BEGIN Source document

At either side of the sample wells ladders were also loaded which is composed of chromatographically purified fifteen DNA fragments in base pairs.
Then the lid was closed and the cords were plugged and the power was switched on and the voltage was set to 120V.
It was allowed to electrophorese for 40 minutes.
Then the casting tray was placed in the transilluminator and the bands were observed under the U.V. and the imaging was done.
vero cells were incubated in the medium with 2ml TxR-BSA at a concentration of 10mg per ml and 2ml of rab5-GFP at a concentration of 2mg per ml. Then cells were washed in 3times in sterile PBS, then and the cells were incubated for 4 hours.
The cells are fixed on coverslips before the Microscopy.
Three cover slips were taken in three separate dishes and the cover slips were washed with PBS three times.Then The cell culture was placed on the cover slips and washed three times with pbs and incubated for 16 hours before fixation.
METHANOL FIXATION FOR LAMP
100% methanol was poured onto the cells in dish where the cover plates are placed and the dish was left on the bench for 5 minutes, then wash repeatedly with PBS.

END Source document
BEGIN Records

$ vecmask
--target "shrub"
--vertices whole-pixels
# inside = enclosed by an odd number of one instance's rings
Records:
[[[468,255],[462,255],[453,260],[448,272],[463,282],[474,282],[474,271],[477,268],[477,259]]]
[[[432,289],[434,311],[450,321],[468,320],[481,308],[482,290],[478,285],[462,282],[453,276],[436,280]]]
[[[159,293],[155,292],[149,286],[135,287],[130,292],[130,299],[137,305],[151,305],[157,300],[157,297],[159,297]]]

END Records

Work instruction 1 — Reproduce everything from "At either side" down to "before the Microscopy." in the protocol, switching "ladders" for "markers".
Work instruction 2 — In the protocol, how long was the dish left on the bench after the 100% methanol was poured onto the cells?
The listing has no connection to the protocol.

Task output 1 —
At either side of the sample wells markers were also loaded which is composed of chromatographically purified fifteen DNA fragments in base pairs.
Then the lid was closed and the cords were plugged and the power was switched on and the voltage was set to 120V.
It was allowed to electrophorese for 40 minutes.
Then the casting tray was placed in the transilluminator and the bands were observed under the U.V. and the imaging was done.
vero cells were incubated in the medium with 2ml TxR-BSA at a concentration of 10mg per ml and 2ml of rab5-GFP at a concentration of 2mg per ml. Then cells were washed in 3times in sterile PBS, then and the cells were incubated for 4 hours.
The cells are fixed on coverslips before the Microscopy.

Task output 2 — 5 minutes.